-- Start Selected excerpt --

Affordability and Adoption for Those Who Wish to Have Broadband in Their Homes but Lack the Means or the Skills to Acquire It

Benton Institute for Broadband & Society

Wednesday, October 30, 2019

Digital Beat

Affordability and Adoption for Those Who Wish to Have Broadband in Their Homes but Lack the Means or the Skills to Acquire It

Jon Sallet
          Sallet

In the next decade, everyone in America should be able to use High-Performance Broadband. Today, millions of people in the U.S. have no access to robust broadband networks. One essential building block for broadband policy for the next century is encouraging broadband adoption.

For many Americans, lack of broadband access means having less opportunity than their parents did. This is not just a digital divide—this is another America. An America whose finances are precarious—and disadvantaged by long-term tectonic economic trends. A place that is often isolated—especially in rural America. An America where the local fast-food restaurant and the public library may offer the best choices for broadband. It is an America with less opportunity.

Broadband’s fundamental value doesn’t come from connecting computers to networks; it comes from connecting people to opportunity, and society to new solutions. When a network is available but a person who wants to use it can’t do so, then the network is less valuable to everyone who uses it.

Broadband for America’s Future: A Vision for the 2020s

Broadband adoption benefits people in concrete and practical ways. Children can do homework at home. Parents can become more involved in their child’s school. Families can stream educational content. Adults can obtain digital skills training, including workforce skills, and create résumés. Americans with disabilities can establish better access to education, employment, health care, and community activities. Far too many people face practical barriers in using broadband service that they want and that is ostensibly available to them. Academic research has established that socioeconomic factors impact broadband usage.

-- End Selected excerpt --
-- Start Information provided --

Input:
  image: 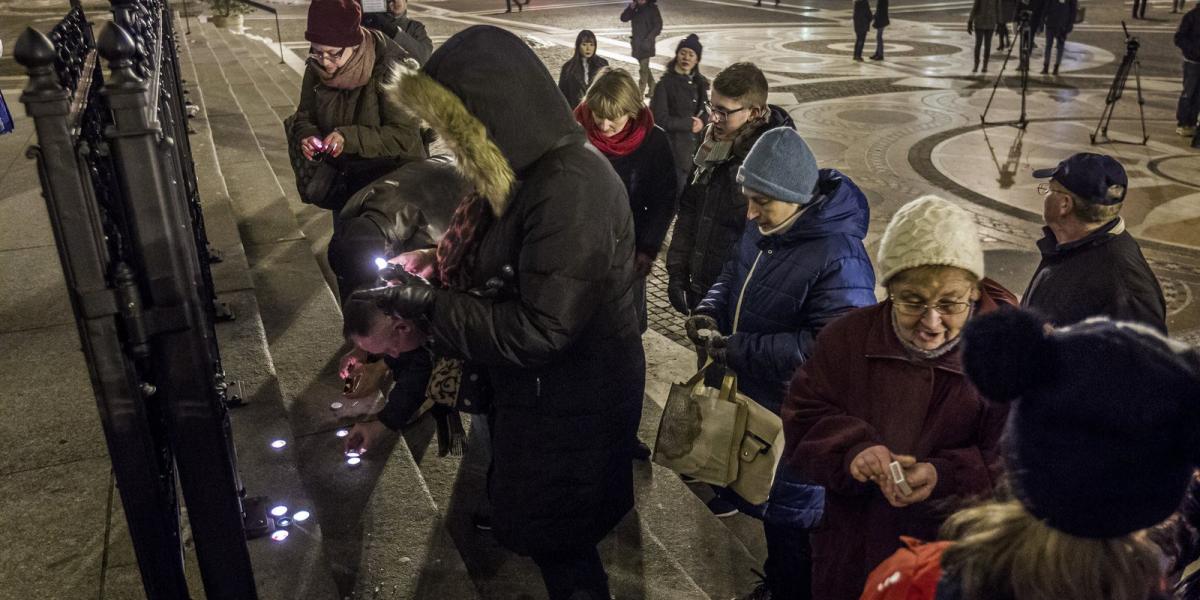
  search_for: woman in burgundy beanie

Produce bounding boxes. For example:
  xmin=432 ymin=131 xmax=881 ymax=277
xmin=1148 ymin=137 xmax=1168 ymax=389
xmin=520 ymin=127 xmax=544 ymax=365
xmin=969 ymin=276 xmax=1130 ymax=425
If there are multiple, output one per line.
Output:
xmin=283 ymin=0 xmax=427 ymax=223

-- End Information provided --
-- Start Information provided --

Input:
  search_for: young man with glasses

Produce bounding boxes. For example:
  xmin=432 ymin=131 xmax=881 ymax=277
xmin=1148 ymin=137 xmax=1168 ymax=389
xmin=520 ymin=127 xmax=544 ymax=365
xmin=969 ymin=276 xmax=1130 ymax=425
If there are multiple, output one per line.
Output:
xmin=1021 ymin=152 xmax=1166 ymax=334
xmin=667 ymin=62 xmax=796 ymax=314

-- End Information provided --

▶ [Exercise set]
1. Translate the following sentence from the broadband adoption article into Spanish: "Broadband’s fundamental value doesn’t come from connecting computers to networks; it comes from connecting people to opportunity, and society to new solutions."
2. Carry on the broadband adoption article, beginning immediately after its final sentence.

▶ [Expected outputs]
1. El valor fundamental de la banda ancha no proviene de conectar computadoras a redes; proviene de conectar a las personas con oportunidades, y a la sociedad con nuevas soluciones.

2.
Local leadership is crucial in both identifying digital divides and combating them. As a nation, we also must set long-term goals to ensure that High-Performance Broadband is fully and realistically available to everyone in America.

To achieve more equitable and effective broadband use, we review:

For more details and recommendations on broadband adoption see  Broadband for America's Future: A Vision for the 2020s. And please sign up for updates around the report.


Jonathan Sallet is a Benton Senior Fellow. He works to promote broadband access and deployment, to advance competition, including through antitrust, and to preserve and protect internet openness. He is the former-Federal Communications Commission General Counsel (2013-2016), and Deputy Assistant Attorney General for Litigation, Antitrust Division, US Department of Justice (2016-2017). 

The Benton Institute for Broadband & Society is a non-profit organization dedicated to ensuring that all people in the U.S. have access to competitive, High-Performance Broadband regardless of where they live or who they are. We believe communication policy - rooted in the values of access, equity, and diversity - has the power to deliver new opportunities and strengthen communities.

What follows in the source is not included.